§ **What you are asked to do**
Replace "woman's arm" with "woman's left arm" throughout the material and give the lines again with everything else unchanged. Leave the pictures out of your answer.

§ **Collected data entries**
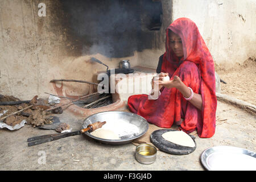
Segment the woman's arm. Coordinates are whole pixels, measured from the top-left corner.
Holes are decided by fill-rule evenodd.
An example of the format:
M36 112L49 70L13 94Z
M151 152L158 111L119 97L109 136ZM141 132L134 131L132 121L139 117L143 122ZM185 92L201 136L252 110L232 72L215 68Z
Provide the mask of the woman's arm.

§ **Written response**
Segment the woman's left arm. Coordinates are whole pixels, measured from the top-left corner.
Holes are decided by fill-rule evenodd.
An example of the format:
M36 112L49 70L13 94Z
M151 152L158 111L119 97L109 136ZM141 132L134 131L132 121L139 117L143 122ZM185 92L201 136L252 110L232 72L215 68Z
Provide the mask of the woman's left arm.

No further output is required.